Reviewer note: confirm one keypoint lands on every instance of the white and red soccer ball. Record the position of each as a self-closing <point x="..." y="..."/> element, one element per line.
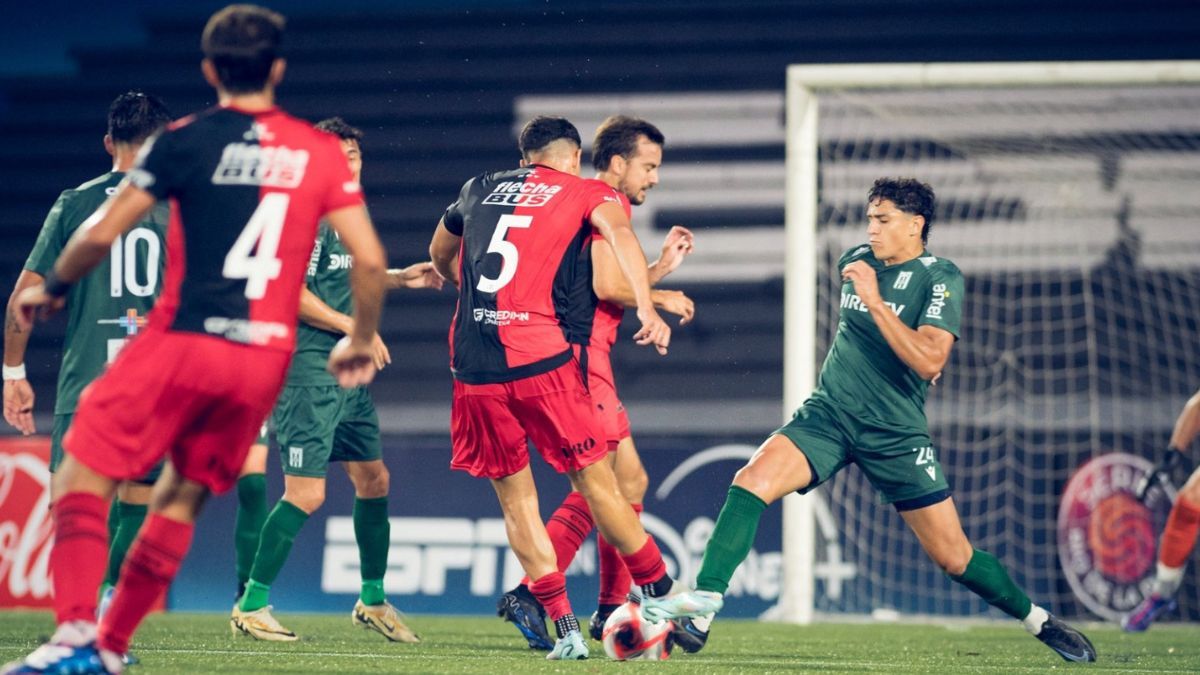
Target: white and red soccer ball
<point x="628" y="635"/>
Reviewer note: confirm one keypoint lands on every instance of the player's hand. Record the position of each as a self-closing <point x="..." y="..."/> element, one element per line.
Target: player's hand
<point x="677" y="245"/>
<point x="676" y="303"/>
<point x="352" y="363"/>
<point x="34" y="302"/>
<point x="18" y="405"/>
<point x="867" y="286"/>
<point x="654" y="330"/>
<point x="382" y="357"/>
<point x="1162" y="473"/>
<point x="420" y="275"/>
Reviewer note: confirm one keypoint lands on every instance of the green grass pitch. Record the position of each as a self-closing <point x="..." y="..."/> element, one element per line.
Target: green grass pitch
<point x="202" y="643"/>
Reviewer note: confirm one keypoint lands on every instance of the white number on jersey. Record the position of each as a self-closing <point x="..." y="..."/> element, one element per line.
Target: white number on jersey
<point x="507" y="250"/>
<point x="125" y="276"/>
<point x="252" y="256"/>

■ EXERCISE GOAL: Copy every row above again word for word, with the same lines in the same order. Leave out the picture.

■ OUTPUT FOR THIS TASK:
Reviewer note: confirm one keypoint lands on every instance of the white and red soccer ball. Record the position of each as a self-closing <point x="..." y="..."/> element, one element per line.
Target: white and red soccer ball
<point x="628" y="635"/>
Reviewer note: confirm one keypoint lands on every instance of the player's hand. Record the position of each as a self-closing <point x="..." y="..."/> element, one element per line.
Target: player's hand
<point x="677" y="245"/>
<point x="676" y="303"/>
<point x="352" y="363"/>
<point x="34" y="302"/>
<point x="18" y="405"/>
<point x="867" y="286"/>
<point x="654" y="330"/>
<point x="382" y="357"/>
<point x="1162" y="473"/>
<point x="420" y="275"/>
Reviewer note: confirm one keypoint lands on every instance of the green grass pitch. Record the position of each as a self-closing <point x="..." y="..."/> element, one element per line.
Target: green grass pitch
<point x="202" y="643"/>
Reviewer note: confirm one keypoint lands on every instance of the white number on jersey. Record the position of each as a self-closing <point x="..." y="..."/> element, one element per line.
Target: white number on jersey
<point x="507" y="250"/>
<point x="125" y="276"/>
<point x="252" y="256"/>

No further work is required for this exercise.